-- Start PAGE EXCERPT --

A few yards away, Siobhán's family - the McLaughlins - sat together in the belly of the clammy courtroom: the deceased woman's parents Owen and Deirdre, their daughters Ann Marie, Brighid, Niamh, Deirdre and Aisling - all dressed in black - and their son Owen.

They looked on inscrutably as Owen told prosecuting counsel Denis Vaughan Buckley how he forced his way into Siobhán's bedroom that morning after seeing some ruffled bedclothes through the keyhole. "I shouted Siobhán's name three or four times very loud and with no response I put my shoulder to the door and I ran at it with my shoulder and I used my feet and I broke the door down."

He had been called to the house by Siobhán's younger sister Niamh, who had arrived at 9.30am to find Siobhán and Brian's three-year-old son Dan walking around the house on his own.

Some time later, Brian Kearney arrived at the house, and it was Owen who told him his wife was dead. "He put his hands to his head, he turned his back to me and he said words to the effect: 'Oh my God'," said Owen McLaughlin.

Siobhán's mother Deirdre recalled telling "Brian Kearney" that she was sorry that such an awful thing had happened. "He said to me: 'We were going to be together forever'." But there were problems in the marriage, Deirdre believed, and it was her understanding that Siobhán was in the process of leaving the accused.

-- End PAGE EXCERPT --
-- Start EXCERPTED RECORDS --

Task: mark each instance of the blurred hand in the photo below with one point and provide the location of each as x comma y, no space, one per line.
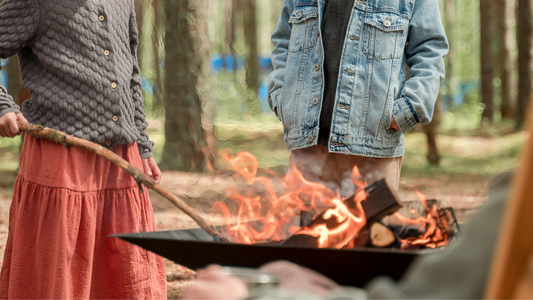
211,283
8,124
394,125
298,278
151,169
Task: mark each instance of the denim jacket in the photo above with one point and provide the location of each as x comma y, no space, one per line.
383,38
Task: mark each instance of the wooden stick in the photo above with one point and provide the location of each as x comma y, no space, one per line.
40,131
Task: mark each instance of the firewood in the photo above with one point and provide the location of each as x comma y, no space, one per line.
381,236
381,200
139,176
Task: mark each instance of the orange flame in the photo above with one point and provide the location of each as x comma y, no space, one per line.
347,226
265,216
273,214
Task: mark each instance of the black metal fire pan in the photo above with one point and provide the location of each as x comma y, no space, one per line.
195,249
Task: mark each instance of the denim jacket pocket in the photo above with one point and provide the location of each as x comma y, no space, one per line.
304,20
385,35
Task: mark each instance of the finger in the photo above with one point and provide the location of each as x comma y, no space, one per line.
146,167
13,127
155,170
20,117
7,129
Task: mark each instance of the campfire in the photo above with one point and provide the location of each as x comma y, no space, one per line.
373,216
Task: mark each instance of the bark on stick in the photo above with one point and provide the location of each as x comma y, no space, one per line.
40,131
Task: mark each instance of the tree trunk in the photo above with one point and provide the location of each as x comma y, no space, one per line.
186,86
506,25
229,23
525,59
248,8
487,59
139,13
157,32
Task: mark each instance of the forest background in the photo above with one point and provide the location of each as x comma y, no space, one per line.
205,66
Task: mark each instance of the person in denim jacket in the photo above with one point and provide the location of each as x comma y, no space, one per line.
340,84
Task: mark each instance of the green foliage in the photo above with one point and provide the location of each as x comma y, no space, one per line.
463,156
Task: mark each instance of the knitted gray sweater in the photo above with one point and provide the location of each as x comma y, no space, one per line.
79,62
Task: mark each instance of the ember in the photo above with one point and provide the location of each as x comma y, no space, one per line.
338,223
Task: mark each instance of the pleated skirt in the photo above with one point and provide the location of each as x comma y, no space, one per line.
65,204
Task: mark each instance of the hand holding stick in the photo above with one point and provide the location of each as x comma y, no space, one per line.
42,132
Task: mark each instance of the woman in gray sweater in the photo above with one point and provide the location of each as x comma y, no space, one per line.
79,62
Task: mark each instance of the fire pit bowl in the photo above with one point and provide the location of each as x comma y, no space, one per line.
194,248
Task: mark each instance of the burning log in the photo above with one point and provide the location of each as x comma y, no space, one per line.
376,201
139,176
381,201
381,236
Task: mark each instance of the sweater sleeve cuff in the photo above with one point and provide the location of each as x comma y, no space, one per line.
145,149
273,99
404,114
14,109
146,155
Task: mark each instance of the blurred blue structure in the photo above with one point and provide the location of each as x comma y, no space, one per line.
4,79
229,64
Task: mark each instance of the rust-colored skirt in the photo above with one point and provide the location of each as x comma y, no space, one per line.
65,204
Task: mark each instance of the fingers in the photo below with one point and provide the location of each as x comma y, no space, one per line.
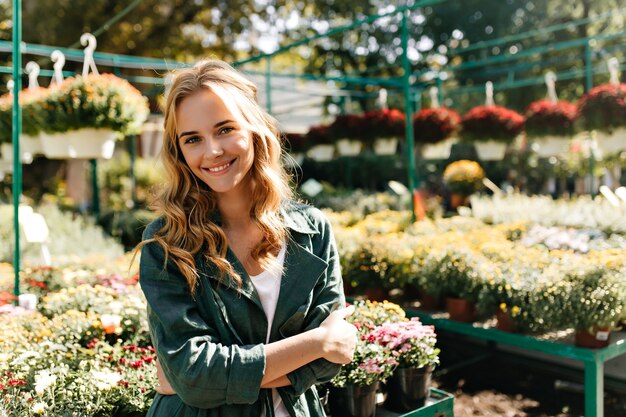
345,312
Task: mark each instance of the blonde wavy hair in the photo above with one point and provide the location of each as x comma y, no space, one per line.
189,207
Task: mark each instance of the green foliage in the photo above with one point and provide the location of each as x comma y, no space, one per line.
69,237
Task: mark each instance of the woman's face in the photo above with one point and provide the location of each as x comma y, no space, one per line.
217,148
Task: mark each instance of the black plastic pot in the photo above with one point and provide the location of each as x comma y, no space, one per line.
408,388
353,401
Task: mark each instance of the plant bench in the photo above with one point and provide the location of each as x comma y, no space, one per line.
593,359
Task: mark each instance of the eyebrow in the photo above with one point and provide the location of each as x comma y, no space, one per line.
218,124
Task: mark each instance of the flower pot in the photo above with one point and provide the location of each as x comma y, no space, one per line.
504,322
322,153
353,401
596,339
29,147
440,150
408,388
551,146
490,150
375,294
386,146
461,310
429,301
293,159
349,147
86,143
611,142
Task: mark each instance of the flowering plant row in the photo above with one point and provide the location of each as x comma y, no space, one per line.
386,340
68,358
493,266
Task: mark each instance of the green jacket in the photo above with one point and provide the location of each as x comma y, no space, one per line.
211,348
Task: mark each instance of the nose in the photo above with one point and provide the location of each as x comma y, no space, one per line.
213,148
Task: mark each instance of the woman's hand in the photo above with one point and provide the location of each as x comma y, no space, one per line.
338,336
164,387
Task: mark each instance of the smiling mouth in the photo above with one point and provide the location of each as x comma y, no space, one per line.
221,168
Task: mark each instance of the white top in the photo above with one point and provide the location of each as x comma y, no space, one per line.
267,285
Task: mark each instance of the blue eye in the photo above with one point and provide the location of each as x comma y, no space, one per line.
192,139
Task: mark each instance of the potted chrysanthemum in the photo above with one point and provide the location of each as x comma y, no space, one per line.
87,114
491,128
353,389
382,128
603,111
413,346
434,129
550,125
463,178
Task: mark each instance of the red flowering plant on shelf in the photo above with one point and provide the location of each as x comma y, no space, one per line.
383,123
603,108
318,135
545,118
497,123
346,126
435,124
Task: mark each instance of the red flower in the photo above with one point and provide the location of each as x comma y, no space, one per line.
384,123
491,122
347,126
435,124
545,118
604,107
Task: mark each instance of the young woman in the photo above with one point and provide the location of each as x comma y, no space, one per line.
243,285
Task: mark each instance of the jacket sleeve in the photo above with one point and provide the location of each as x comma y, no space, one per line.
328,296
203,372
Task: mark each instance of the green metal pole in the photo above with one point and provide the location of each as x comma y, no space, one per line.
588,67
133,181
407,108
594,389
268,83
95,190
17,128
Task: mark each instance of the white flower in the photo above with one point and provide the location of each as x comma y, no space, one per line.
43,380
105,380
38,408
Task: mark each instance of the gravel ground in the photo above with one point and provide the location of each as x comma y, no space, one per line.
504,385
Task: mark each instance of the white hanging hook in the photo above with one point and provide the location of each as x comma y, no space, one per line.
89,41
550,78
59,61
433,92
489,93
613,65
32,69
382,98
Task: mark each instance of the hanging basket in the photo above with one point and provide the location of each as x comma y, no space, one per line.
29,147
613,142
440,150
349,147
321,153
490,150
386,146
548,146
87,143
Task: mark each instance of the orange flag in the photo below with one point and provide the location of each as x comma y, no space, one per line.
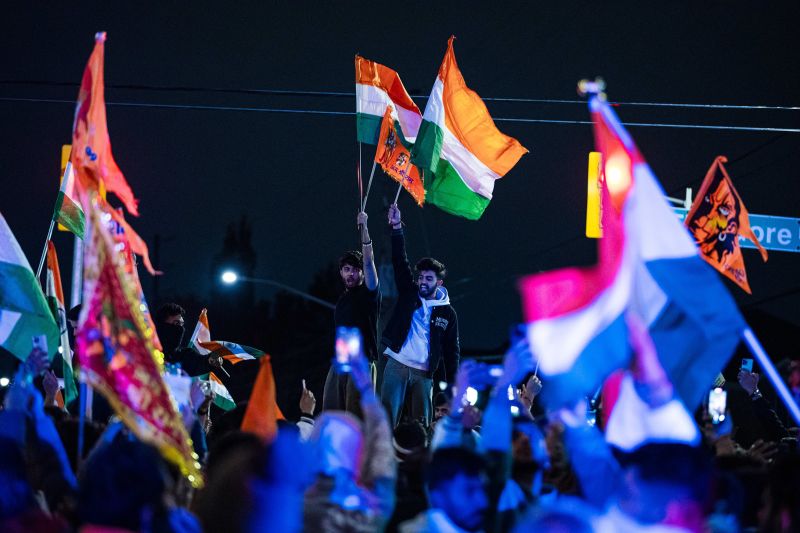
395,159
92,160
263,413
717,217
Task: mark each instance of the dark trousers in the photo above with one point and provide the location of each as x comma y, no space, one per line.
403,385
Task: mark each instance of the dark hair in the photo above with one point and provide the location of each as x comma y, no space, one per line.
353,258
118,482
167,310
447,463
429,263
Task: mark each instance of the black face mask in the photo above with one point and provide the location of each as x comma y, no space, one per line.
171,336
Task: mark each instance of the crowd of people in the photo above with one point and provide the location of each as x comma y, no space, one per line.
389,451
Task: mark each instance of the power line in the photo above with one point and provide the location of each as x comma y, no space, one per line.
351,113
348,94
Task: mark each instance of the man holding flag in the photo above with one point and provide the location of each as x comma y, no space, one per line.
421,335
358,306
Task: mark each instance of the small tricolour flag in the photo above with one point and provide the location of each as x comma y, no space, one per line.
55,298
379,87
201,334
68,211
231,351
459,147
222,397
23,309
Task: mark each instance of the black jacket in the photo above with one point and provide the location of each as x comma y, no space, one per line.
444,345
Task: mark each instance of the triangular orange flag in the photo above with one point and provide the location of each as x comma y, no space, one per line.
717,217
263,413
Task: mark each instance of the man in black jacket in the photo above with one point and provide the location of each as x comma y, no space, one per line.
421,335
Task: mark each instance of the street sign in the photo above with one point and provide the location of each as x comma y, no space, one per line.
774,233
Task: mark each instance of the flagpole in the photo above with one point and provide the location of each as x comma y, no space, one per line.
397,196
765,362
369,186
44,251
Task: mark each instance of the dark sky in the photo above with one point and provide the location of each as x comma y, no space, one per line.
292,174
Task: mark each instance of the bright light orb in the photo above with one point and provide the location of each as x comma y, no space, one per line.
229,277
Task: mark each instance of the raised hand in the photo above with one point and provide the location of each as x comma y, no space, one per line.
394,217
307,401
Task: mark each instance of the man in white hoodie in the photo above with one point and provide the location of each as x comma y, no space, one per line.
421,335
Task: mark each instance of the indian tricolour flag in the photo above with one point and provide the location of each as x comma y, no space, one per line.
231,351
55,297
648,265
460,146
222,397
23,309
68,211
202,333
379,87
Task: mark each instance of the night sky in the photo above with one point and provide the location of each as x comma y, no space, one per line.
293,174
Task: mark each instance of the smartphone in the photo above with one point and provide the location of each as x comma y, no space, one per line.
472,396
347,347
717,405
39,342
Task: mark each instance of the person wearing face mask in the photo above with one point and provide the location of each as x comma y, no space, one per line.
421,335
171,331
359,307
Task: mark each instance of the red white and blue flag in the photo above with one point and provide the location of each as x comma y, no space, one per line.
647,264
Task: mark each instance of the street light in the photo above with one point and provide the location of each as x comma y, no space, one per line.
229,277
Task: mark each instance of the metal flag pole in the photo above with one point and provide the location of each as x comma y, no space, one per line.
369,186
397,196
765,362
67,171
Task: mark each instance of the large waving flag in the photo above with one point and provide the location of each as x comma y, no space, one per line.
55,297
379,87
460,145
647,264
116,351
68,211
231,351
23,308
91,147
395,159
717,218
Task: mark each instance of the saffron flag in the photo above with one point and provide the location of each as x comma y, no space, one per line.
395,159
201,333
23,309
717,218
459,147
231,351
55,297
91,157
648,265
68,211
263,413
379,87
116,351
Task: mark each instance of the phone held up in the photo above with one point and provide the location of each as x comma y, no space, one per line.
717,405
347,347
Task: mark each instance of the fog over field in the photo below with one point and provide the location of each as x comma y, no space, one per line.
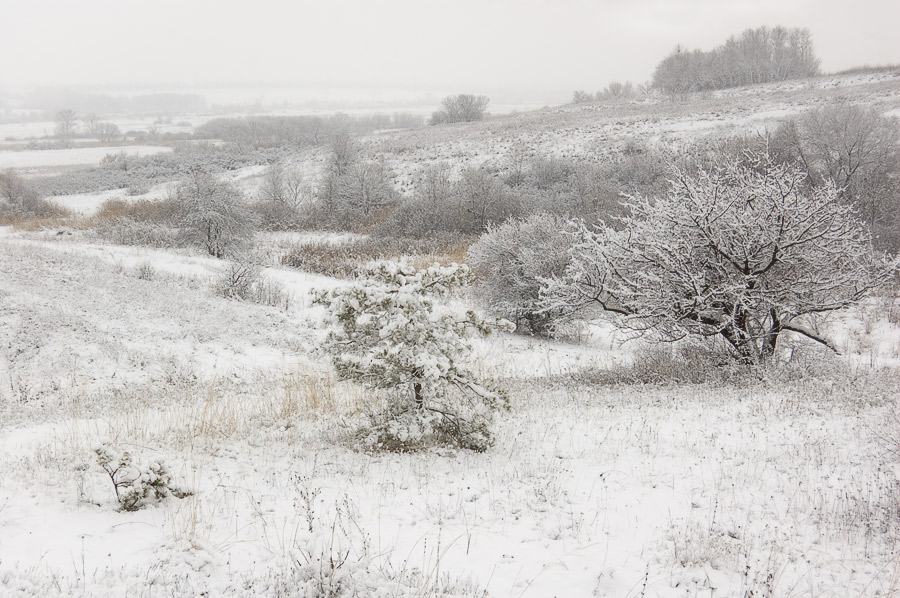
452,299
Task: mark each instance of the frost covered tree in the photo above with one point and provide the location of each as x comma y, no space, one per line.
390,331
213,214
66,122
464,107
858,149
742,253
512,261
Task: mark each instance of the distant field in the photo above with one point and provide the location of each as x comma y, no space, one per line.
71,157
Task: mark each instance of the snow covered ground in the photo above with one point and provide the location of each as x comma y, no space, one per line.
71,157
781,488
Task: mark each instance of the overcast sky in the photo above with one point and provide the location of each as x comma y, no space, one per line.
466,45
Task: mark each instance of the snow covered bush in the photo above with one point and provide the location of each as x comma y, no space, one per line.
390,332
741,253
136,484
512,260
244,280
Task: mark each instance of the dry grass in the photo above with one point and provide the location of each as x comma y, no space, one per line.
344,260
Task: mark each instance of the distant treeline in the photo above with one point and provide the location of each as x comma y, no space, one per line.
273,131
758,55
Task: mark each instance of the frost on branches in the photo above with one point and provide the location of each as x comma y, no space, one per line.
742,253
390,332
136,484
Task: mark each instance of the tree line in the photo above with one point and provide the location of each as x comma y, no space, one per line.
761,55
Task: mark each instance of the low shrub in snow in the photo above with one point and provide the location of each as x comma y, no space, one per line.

-- End EXCERPTED RECORDS --

Extend the courtroom report on the McLaughlin family's testimony with a few more paragraphs that follow on from its last sentence.

During more than five hours of evidence in a case that will, according to Mr Vaughan Buckley, rely substantially on circumstantial evidence, the court also heard from another of Siobhán's sisters, Brighid McLaughlin.

Something Brian said to her on the 28th stuck in her mind: "Poor you, Brighid, and all that happened to you and Michael - something like that." Brighid's husband, Michael, had died three years earlier, in July 2003.

As Brighid said this, something fell from a table in the courtroom, causing a dull thump and momentarily startling the engrossed public gallery. Heads turned back to Brighid. "I thought it was an odd thing to say," she resumed. "Extremely odd."

Leaning close to the microphone, she also recalled a phone call from Brian Kearney some time in 2005. He was worried about Siobhán - her nerves were at her, and he thought she needed to be admitted to St John of God's. "I rang her immediately and she said she never had any intention of going to St John of God's. She was absolutely fine."

Brighid said she was aware that her sister had been admitted in 1999 but the reason was "stress from living with Brian". Deirdre Kearney had earlier cited overwork.

In his opening speech, Mr Vaughan Buckley told the jury that the prosecution's case was that Siobhán Kearney had died from strangulation that had been made to look like suicide.

A paramedic was in the witness box when Mr Justice White brought the day to an end just before 4pm. With so much to absorb, and knowing that there may be four weeks more to come, the court rose with some relief.